--- Tarea escrita ---
¿Puedes continuar el texto sobre soberanía alimentaria y gasoil a partir de su última oración?

Soberanía alimentaria
Comiendo gasoil

Ser conscientes es el primer paso. Decidir voluntariamente el modo en el que nos alimentamos es la solución. Nuestra cesta de la compra al final está en los pozos de crudo. Al comprar nuestros alimentos estamos realmente comprando gasoil. Comer productos de cercanía y de temporada reduce al máximo el transporte.

gasoil
Asociación Paisaje, Ecología y Género. w.ww.comerycambiar.info
30 oct 2018 12:10

Para cualquier ser vivo, nosotros mismos incluidos, si se gasta tanta energía como se ingresa a través del alimento uno está en equilibrio, vivo y sano. En cambio, si introduces más de la que gastas, entonces vas almacenando esa energía sobrante y tiendes a la obesidad. Y si metes menos de lo que consumes, sencillamente te mueves hacia la desnutrición. Es decir, el balance energético de lo vivo es cero. Elemental.

Datos extraídos de una colección:
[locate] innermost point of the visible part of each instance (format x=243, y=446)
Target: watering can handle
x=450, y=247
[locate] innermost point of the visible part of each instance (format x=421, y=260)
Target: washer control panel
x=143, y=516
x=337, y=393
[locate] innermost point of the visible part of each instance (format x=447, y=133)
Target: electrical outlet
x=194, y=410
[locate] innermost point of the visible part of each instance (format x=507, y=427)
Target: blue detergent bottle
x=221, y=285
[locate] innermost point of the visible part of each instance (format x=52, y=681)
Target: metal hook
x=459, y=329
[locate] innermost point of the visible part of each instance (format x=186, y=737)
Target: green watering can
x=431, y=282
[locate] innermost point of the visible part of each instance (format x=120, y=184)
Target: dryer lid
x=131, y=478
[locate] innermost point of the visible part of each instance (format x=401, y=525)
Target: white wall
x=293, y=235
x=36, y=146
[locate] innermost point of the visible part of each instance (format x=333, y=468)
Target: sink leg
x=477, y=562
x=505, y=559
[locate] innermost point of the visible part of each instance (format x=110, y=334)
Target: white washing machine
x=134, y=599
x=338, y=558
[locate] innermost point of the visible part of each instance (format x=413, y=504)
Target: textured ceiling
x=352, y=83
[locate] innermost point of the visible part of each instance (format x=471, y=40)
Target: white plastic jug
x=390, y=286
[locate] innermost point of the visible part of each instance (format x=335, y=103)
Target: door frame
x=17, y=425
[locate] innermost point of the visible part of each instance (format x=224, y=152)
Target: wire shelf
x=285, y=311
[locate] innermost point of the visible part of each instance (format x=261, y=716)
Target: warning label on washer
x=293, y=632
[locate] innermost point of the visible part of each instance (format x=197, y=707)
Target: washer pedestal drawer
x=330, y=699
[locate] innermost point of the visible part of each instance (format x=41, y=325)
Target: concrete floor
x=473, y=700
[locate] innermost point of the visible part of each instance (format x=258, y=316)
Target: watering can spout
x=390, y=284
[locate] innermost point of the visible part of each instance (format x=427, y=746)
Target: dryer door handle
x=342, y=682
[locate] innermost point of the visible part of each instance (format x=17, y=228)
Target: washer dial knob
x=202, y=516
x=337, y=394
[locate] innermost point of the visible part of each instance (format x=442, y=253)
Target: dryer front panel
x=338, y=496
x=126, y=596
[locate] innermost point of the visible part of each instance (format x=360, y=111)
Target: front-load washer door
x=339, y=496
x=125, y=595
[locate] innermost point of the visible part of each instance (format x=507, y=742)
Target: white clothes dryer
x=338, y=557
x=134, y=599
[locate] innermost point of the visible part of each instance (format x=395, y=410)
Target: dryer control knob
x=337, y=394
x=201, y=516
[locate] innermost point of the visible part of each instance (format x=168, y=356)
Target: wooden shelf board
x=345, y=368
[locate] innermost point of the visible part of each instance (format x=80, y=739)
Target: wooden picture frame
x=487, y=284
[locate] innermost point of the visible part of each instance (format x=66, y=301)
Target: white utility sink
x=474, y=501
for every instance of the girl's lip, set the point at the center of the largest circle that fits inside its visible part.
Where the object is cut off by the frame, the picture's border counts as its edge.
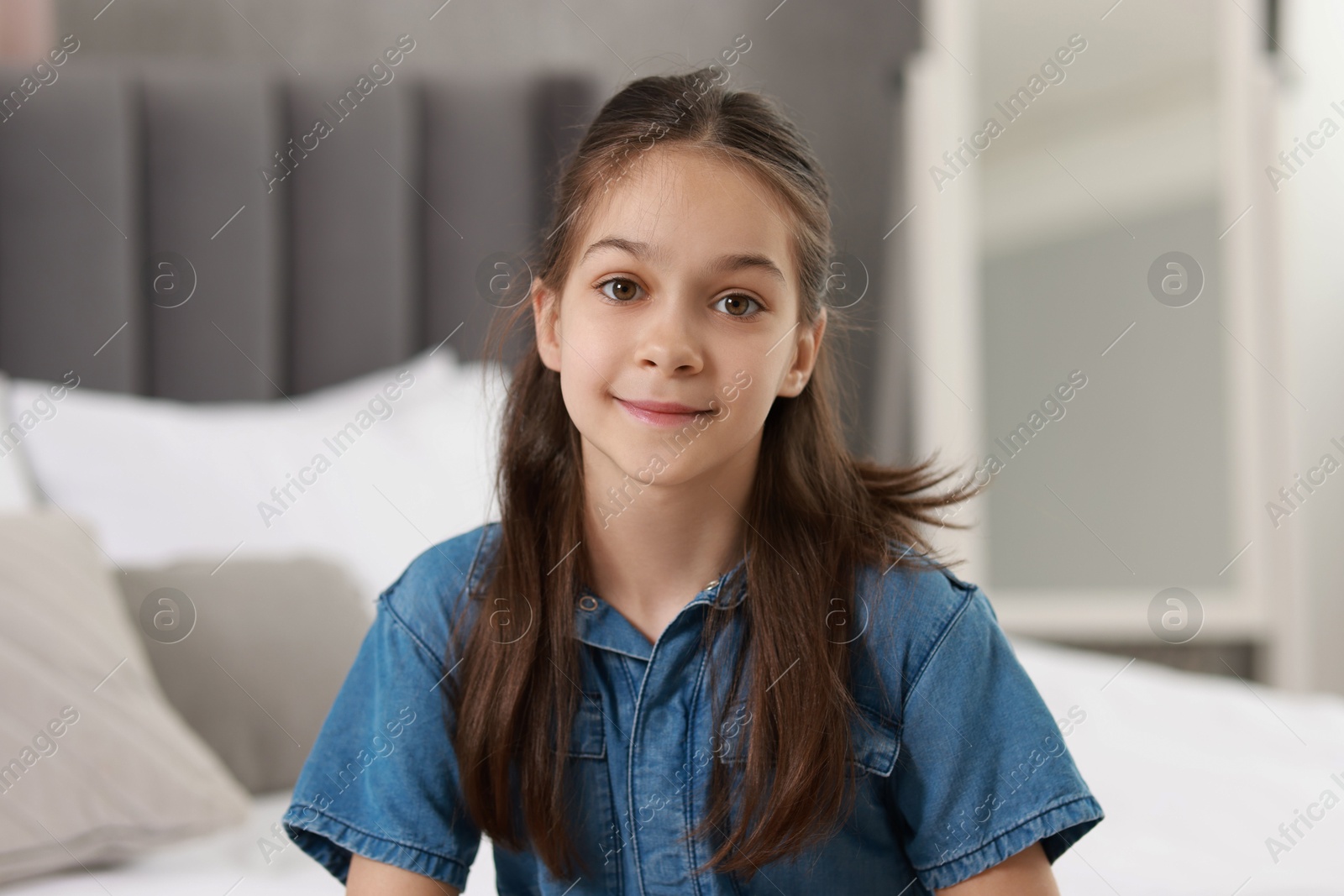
(660, 412)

--- Ejercicio resuelto ---
Pero para la economía del neoliberalismo esto no es tan elemental. Quiere escapar del patrón de lo vivo. La lógica de la energía se vuelve ilógica en la economía monetarista del señor Milton Friedman y de sus soldados de la oligarquía española y de buena parte de la clase política, incluida la izquierda.

Para la economía imperante no aumentar es estancarse, y parar no únicamente el beneficio, sino el incremento del beneficio, es una manera de perder. Si el año pasado, por poner un ejemplo, tal empresa ganó un 16% más, se traduce en tremendo fracaso si en este año gana únicamente el 15%. Crecer y crecer es el lema. Es un viaje a la obesidad mórbida cuyo final es fácil de entrever.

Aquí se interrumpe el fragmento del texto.